──────── Material shown ────────
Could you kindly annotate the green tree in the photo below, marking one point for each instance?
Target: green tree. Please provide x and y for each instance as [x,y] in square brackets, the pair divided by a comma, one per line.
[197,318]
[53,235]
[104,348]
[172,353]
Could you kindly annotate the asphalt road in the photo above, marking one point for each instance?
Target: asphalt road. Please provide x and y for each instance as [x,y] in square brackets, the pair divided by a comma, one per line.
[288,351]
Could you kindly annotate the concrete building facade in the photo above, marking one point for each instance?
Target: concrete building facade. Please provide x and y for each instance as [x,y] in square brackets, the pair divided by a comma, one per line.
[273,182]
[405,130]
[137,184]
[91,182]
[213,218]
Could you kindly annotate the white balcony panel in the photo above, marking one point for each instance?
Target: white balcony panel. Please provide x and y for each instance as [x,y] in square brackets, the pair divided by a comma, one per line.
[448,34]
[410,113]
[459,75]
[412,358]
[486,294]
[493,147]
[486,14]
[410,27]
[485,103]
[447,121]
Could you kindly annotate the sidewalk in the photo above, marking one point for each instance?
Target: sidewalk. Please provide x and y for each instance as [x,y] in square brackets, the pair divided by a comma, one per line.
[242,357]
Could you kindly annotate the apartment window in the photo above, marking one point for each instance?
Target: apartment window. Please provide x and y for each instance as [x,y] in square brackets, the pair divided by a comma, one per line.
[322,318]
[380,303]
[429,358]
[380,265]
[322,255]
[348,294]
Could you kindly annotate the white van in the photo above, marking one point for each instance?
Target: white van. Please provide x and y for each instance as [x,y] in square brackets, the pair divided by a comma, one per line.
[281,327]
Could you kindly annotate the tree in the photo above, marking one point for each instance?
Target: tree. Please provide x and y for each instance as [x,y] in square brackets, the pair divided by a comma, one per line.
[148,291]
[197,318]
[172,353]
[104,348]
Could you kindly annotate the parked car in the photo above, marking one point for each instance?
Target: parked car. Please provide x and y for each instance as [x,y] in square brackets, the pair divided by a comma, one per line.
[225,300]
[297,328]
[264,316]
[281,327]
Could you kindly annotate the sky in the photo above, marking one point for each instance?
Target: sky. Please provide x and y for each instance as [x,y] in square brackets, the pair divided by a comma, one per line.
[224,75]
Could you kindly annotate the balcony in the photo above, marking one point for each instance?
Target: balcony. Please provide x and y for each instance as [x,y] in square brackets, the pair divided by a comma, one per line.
────────
▸ Short exercise:
Exactly and only the lines from the one containing "Could you kindly annotate the sidewalk" through the end of the material are to be reproduced, both ends included.

▸ Solution to the problem:
Could you kindly annotate the sidewalk in the photo above, marking one point for each instance?
Target: sidewalk. Please provide x and y for each instance as [x,y] in square brackets, the pair divided by a comma, one per line.
[242,357]
Could you kindly annotate the apartment window in the photo above, marking one point for each instance?
Target: apartment window. Please provide x and y for each instance as [x,y] in square brackets, the pair divided by a comma, one per line.
[322,318]
[380,303]
[429,358]
[380,265]
[322,255]
[348,294]
Could you kindly annotate the white van in the photo above, marking one point for each instance?
Target: white van. Please provide x and y for each instance as [x,y] in square brackets, the pair divided by a comma, one per line.
[281,327]
Could you kindly annotate the tree in the photo above, marking one point for each instance?
Target: tree. Please provide x and y for each instance as [x,y] in square brackets, the pair divided by a comma, one per line.
[148,291]
[197,318]
[172,353]
[104,348]
Could you kindly annotate the parked car in the photo above, marking one point for each instance?
Target: parked car. Please provide x and y for each instance as [x,y] in square brackets, the pair divided by a comma, one per line.
[225,300]
[297,328]
[264,316]
[281,327]
Could you kindly annotate the sky in the photo above, marking one point for each instance?
Target: sky. Please provide x and y for each instance as [x,y] in square brackets, the pair divided by a comma, one per line.
[224,75]
Could you kindly annotate the balcony in the photo above, marking one point for each instance?
Target: balcony. Please provide x and y for each instance as [x,y] in square brackets, the pair divided by a comma, one per line.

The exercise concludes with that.